GIVEN PASSAGE:
The $p$-value turns out smaller than the assumed threshold, e.g. $0.05$, therefore we reject $H_0$. 

#### We mentioned earlier that expected counts for the buckets need to be large enough. "Large enough" assumption here is used to guarantee that $c_i$ are distributed approximately normally. Typically one requires that all counts are at least $5$. This is not the case in our problem (unless we take a huge sample) because of the errors in the data. The typical approach is to glue several buckets into one but this does not help in our case. Instead, ignore the erroneous dates when computing $c_i$ and $f_i$ and run the test again (on the same sample!). Remember to use a different number of degrees of freedom. Compare the results. 

We remove rows representing days that don't exist int he calendar.

In [22]:
data = pd.read_csv('../../rpis/lab1/us_births_69_88.csv')
for i in [2, 4, 6, 9, 11]:
    data.drop(data.index[(data['month'] == i) & (data['day'] == 31)], inplace = True)
    
data.drop(data.index[(data['month'] == 2) & (data['day'] == 30)], inplace = True)
data.index = range(len(data))

In [23]:
all_births = sum(data['births'])
freq = [data['births'][i]/all_births for i in range(data.shape[0])]
d = len(freq)

In [24]:
buckets = simulate(freq)

DATA SHOWN:
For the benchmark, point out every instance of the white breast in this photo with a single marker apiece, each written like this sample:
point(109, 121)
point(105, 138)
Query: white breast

EXERCISE REQUIREMENTS:
1) Answer from the excerpt on the births data:
(a) What example threshold is given for the $p$-value?
(b) What minimum value is typically required for all counts?
(c) Besides 31, which day is dropped for month 2?
2) In the excerpt on the births data, list all the month numbers whose rows with day 31 are removed.
3) State whether each statement agrees with the excerpt on the births data, and quote the words that decide it.
(a) Gluing several buckets into one solves the problem here.
(b) The test is to be run again on a new sample.
(c) The repeated test uses a different number of degrees of freedom.
The material above has no connection to the excerpt on the births data.

TASK RESPONSES:
1)
(a) $0.05$
(b) At least $5$
(c) 30

2) 2, 4, 6, 9, 11

3)
(a) No: "this does not help in our case"
(b) No: "run the test again (on the same sample!)"
(c) Yes: "Remember to use a different number of degrees of freedom."